Region pointing data:
== Segment start ==
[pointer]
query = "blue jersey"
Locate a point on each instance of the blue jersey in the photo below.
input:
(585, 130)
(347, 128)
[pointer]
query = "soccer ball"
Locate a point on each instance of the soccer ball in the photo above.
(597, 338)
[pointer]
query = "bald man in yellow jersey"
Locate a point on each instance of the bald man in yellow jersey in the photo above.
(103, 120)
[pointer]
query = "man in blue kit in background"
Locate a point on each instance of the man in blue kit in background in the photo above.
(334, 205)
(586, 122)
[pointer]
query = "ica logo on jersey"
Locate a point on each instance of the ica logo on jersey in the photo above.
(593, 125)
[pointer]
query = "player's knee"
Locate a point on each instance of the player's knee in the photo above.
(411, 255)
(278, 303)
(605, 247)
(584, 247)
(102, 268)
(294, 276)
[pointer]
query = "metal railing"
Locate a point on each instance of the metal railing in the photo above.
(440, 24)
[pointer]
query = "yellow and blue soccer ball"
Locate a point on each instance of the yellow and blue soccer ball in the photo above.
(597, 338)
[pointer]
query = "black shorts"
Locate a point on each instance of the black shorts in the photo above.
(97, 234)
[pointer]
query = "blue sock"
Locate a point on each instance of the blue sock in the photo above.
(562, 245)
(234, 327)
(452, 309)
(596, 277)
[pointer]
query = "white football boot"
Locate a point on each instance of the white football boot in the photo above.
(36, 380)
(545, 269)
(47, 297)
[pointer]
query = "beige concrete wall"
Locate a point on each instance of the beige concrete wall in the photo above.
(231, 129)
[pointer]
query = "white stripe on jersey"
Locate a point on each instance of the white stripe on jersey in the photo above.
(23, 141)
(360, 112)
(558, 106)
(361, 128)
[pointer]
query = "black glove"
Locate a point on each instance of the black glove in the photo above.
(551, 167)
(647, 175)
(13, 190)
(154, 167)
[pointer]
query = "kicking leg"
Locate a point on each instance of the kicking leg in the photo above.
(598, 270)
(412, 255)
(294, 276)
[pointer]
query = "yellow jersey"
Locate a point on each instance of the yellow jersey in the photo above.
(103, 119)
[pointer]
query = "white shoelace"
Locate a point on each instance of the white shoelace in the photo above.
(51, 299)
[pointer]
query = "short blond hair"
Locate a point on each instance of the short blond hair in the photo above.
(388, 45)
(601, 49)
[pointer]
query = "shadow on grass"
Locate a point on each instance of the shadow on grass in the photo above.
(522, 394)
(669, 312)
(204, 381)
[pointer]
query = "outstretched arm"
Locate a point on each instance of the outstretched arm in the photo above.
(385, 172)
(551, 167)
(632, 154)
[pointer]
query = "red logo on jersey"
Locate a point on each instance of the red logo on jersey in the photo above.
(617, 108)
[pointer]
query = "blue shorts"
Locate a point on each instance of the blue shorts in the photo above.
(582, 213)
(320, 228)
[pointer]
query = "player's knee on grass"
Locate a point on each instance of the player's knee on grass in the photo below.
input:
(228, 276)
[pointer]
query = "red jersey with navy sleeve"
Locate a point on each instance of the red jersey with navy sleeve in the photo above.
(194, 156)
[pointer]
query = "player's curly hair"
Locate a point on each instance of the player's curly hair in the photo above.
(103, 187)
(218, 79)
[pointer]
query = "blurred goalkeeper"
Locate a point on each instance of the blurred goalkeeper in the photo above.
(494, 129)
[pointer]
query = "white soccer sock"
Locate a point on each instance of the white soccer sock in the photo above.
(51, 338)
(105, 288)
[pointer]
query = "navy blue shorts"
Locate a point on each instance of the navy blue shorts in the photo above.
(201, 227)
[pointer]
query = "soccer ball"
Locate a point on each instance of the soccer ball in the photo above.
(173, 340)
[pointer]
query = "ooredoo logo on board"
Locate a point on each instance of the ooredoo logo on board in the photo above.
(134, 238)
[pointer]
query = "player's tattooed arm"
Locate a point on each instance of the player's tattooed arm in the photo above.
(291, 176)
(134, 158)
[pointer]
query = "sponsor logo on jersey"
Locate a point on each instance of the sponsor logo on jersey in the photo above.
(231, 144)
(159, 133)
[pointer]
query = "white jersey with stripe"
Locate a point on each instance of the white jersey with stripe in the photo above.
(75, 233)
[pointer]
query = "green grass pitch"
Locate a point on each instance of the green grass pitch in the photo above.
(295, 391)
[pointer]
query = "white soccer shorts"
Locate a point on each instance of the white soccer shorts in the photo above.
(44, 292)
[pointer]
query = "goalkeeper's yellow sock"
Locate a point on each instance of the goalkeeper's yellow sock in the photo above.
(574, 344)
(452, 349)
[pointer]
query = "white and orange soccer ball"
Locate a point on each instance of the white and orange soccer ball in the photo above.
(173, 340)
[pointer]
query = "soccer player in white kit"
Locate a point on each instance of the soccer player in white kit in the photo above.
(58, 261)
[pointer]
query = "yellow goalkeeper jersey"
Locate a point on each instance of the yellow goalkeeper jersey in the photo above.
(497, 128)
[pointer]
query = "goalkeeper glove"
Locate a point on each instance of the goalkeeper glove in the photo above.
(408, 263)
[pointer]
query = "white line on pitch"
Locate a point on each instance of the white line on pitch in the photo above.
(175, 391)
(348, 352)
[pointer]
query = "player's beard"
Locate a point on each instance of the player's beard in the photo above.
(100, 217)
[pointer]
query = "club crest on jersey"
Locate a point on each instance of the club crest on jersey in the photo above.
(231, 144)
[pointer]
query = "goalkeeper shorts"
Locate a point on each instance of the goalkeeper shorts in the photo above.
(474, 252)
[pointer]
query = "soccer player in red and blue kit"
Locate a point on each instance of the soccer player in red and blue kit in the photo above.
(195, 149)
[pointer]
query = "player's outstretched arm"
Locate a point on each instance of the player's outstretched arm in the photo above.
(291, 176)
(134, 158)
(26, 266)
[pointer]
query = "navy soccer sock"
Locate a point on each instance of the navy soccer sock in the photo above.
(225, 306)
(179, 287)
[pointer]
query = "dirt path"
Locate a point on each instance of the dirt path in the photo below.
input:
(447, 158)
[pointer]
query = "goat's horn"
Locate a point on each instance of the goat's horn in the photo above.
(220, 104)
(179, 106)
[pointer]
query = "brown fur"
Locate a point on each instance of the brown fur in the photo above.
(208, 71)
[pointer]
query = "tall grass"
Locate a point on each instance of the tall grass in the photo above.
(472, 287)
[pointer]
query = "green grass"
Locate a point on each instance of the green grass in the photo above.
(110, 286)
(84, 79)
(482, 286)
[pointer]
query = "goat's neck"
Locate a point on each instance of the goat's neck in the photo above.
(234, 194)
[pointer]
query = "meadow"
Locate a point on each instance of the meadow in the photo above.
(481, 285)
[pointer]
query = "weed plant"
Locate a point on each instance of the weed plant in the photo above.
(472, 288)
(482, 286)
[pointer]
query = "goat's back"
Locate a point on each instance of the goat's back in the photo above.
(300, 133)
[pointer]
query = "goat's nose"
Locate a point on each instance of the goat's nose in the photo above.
== Segment end ==
Exercise directions ->
Give back each entry so that it matches the original word for word.

Result ->
[pointer]
query = "blue jersey"
Locate a point on each instance of the blue jersey in the photo below.
input:
(585, 130)
(347, 128)
[pointer]
query = "soccer ball"
Locate a point on each instance of the soccer ball in the photo above.
(597, 338)
[pointer]
query = "bald man in yellow jersey"
Locate a point on each instance of the bald man in yellow jersey in the photo above.
(103, 120)
[pointer]
query = "man in blue kit in background"
Locate a point on each instance of the man in blue kit in background in the photo above.
(334, 205)
(586, 122)
[pointer]
query = "ica logo on jersey"
Locate a point on each instance of the ica logo on jersey in the photo above.
(593, 125)
[pointer]
query = "player's knee"
Locate a point on each instance of the player's knee in the photo above.
(411, 255)
(278, 303)
(605, 247)
(584, 247)
(102, 268)
(294, 276)
[pointer]
query = "metal railing"
Locate a point on each instance of the metal railing in the photo above.
(440, 24)
[pointer]
query = "yellow and blue soccer ball"
Locate a point on each instance of the yellow and blue soccer ball in the photo above.
(597, 338)
[pointer]
query = "black shorts"
Locate a point on each instance of the black shorts in the photo above.
(97, 234)
[pointer]
query = "blue sock"
Locate a point on each instance of the blue sock in the photo above.
(562, 245)
(234, 327)
(452, 309)
(596, 277)
[pointer]
query = "white football boot"
Locate a point on each instance of the white football boot in the photo above.
(36, 380)
(545, 269)
(47, 297)
[pointer]
query = "beige concrete wall"
Locate a point on each instance of the beige concrete wall in the photo above.
(231, 129)
[pointer]
query = "white stripe on jersey"
Locate a point on each instance of the white stripe on jersey in the photo above.
(23, 141)
(360, 112)
(558, 106)
(361, 128)
[pointer]
query = "black glove"
Locate a point on each instance of the black glove in the photo above.
(551, 167)
(647, 175)
(13, 190)
(154, 167)
[pointer]
query = "kicking leg"
Locate a point on each instance of the kicking leg in the photo above.
(598, 270)
(412, 255)
(294, 276)
[pointer]
query = "yellow jersey"
Locate a point on each instance of the yellow jersey in the photo above.
(103, 119)
[pointer]
query = "white shoelace"
Locate a point on each instance of the white shoelace in the photo above.
(51, 299)
[pointer]
query = "short blond hair"
Locate a point on each instance of the short blond hair in the photo above.
(388, 45)
(601, 49)
[pointer]
query = "shadow on grass"
Locate a point on each instance of the shadow on grass in the photo above.
(522, 394)
(669, 312)
(204, 381)
[pointer]
query = "outstretched arm"
Locate a point on each instance of the outstretched arm in the photo above.
(385, 172)
(551, 167)
(632, 154)
[pointer]
query = "red logo on jersey"
Locate a point on each instance of the red logo on jersey in the photo above.
(617, 108)
[pointer]
query = "blue shorts"
Locate a point on each instance of the blue shorts in the photo above.
(582, 213)
(320, 228)
[pointer]
query = "player's knee on grass"
Locate a point on each instance of the player's knee on grass in the photo below.
input:
(228, 276)
[pointer]
query = "red jersey with navy sleeve"
Locate a point on each instance of the red jersey with navy sleeve in the photo above.
(194, 156)
[pointer]
query = "player's curly hair"
Locate a point on each instance of the player's curly hair in the photo above.
(103, 187)
(218, 79)
[pointer]
query = "blurred goalkeeper"
Locate a point on each instance of the blurred goalkeeper in the photo above.
(494, 129)
[pointer]
query = "white soccer sock"
Locate a point on each instance of the white soccer sock in the photo above.
(51, 338)
(105, 288)
[pointer]
query = "navy blue shorts"
Locate a point on each instance of the navy blue shorts in the photo above.
(201, 227)
[pointer]
query = "soccer ball"
Locate a point on each instance of the soccer ball in the photo above.
(173, 340)
[pointer]
query = "ooredoo logo on board"
Locate a point on each instance of the ooredoo logo on board in the photo above.
(134, 238)
[pointer]
query = "player's tattooed arm"
Locate a point on each instance of the player's tattooed arm in the photo above.
(291, 176)
(134, 158)
[pointer]
query = "sponsor logo on jersey"
Locate a point on each instance of the sponsor logo on jersey in the photo above.
(231, 144)
(159, 133)
[pointer]
query = "white jersey with stripe"
Locate a point on each instance of the white jersey with stripe in the photo above.
(75, 233)
[pointer]
query = "green grass pitch"
Locate a point on each instance of the green grass pitch in the photo above.
(295, 391)
[pointer]
query = "white soccer shorts"
Locate a point on each instance of the white soccer shorts in the photo above.
(44, 292)
[pointer]
query = "goalkeeper's yellow sock"
Locate a point on each instance of the goalkeeper's yellow sock in the photo above.
(574, 344)
(452, 349)
[pointer]
query = "white and orange soccer ball"
Locate a point on each instance of the white and orange soccer ball in the photo above.
(173, 340)
[pointer]
query = "soccer player in white kit"
Locate a point on each instance of the soccer player in white kit in the photo above.
(58, 261)
[pointer]
query = "yellow goalkeeper jersey"
Locate a point on each instance of the yellow goalkeeper jersey in the photo above.
(497, 128)
[pointer]
query = "goalkeeper glove"
Locate a point on each instance of the goalkeeper glove in the photo above.
(408, 263)
[pointer]
query = "white line on pitch"
Locate a point on each instance of the white line on pitch in the photo above.
(175, 391)
(348, 352)
[pointer]
query = "player's beard"
Locate a point on each instance of the player's beard in the photo above.
(100, 217)
[pointer]
query = "club crest on jersey"
Locate a point on each instance of the club crest on jersey in the photo above.
(231, 144)
[pointer]
query = "goalkeeper shorts"
Locate a point on each instance of the goalkeeper shorts in the photo above.
(474, 252)
[pointer]
query = "soccer player in red and blue kit"
Locate a point on each instance of the soccer player in red and blue kit in the photo above.
(195, 149)
[pointer]
query = "player's outstretched arm"
Locate a point on each instance of the player's outstretched arm in the photo above.
(291, 176)
(134, 158)
(26, 266)
[pointer]
query = "navy soccer sock"
Locate a point on each instance of the navy soccer sock in the photo above.
(225, 306)
(179, 287)
[pointer]
query = "dirt path"
Locate a point on each instance of the dirt path in the photo below.
input:
(447, 158)
[pointer]
query = "goat's horn"
Locate a point on each instance of the goat's horn in the photo above.
(220, 104)
(179, 106)
[pointer]
query = "brown fur"
Locate a point on each instance of the brown fur in the photo above.
(208, 71)
[pointer]
query = "tall grass"
Locate a point on each instance of the tall grass in the photo above.
(472, 287)
[pointer]
query = "green grass"
Locate a point on each instance of the green grass in the photo above.
(110, 286)
(84, 79)
(482, 286)
[pointer]
query = "goat's neck"
Locate a point on each instance of the goat's neck in the photo above.
(234, 194)
[pointer]
query = "meadow"
Locate a point on each instance of the meadow in the photo above.
(481, 285)
[pointer]
query = "weed plant"
Locate a point on each instance of the weed plant in the photo above.
(472, 288)
(482, 286)
[pointer]
query = "goat's back"
Locate a point on each instance of the goat's back in the photo above.
(300, 133)
[pointer]
query = "goat's nose"
Locate a point on each instance of the goat's nose in the photo above.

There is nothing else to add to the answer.